Repeat the entries below word for word, covering everything from the line that contains "Target: wooden plank background" down to the line that contains "120), (47, 86)]]", with both of those lines included.
--- --- ---
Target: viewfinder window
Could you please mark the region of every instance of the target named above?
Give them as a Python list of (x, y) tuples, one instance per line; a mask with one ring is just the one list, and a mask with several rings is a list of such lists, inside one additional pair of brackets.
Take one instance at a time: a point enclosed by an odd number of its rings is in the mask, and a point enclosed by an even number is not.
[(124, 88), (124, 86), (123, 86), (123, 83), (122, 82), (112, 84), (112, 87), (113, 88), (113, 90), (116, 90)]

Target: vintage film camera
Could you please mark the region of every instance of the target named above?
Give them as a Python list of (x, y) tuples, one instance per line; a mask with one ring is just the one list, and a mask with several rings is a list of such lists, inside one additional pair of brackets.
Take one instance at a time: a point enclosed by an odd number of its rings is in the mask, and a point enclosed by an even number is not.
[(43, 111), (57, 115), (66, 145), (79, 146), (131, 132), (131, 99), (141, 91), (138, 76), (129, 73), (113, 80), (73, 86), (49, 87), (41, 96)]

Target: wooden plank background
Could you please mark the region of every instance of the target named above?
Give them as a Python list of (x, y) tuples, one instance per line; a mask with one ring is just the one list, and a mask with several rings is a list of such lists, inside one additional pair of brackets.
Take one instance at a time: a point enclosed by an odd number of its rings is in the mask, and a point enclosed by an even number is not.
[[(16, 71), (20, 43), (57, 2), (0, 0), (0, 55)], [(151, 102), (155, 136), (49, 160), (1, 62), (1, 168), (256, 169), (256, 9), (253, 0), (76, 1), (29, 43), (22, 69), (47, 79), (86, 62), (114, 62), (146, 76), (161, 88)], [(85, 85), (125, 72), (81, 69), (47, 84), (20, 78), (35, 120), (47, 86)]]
--- --- ---
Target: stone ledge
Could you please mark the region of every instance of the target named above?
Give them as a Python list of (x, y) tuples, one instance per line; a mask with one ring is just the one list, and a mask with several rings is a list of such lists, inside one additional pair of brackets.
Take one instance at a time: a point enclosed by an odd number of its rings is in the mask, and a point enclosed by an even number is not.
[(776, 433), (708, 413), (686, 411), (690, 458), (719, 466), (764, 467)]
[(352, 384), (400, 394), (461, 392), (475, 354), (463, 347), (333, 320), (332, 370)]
--- --- ---
(Exercise solution):
Target: wooden plank background
Could you please mark the region of every instance of the target named above?
Give them as a Python list of (x, y) tuples, one instance per line; a mask with one ring is just the one list, and a mask with several rings is a list of such lists, inside one additional pair of brackets.
Take one instance at a time: a point enclosed by an odd number of its rings is in the mask, and a point enclosed by an even number is not.
[[(16, 71), (20, 43), (57, 2), (0, 0), (0, 55)], [(151, 102), (155, 136), (49, 160), (1, 62), (1, 168), (256, 169), (256, 9), (253, 0), (76, 1), (29, 43), (22, 69), (47, 79), (86, 62), (114, 62), (146, 76), (161, 88)], [(85, 85), (125, 72), (81, 69), (47, 84), (20, 78), (35, 120), (47, 86)]]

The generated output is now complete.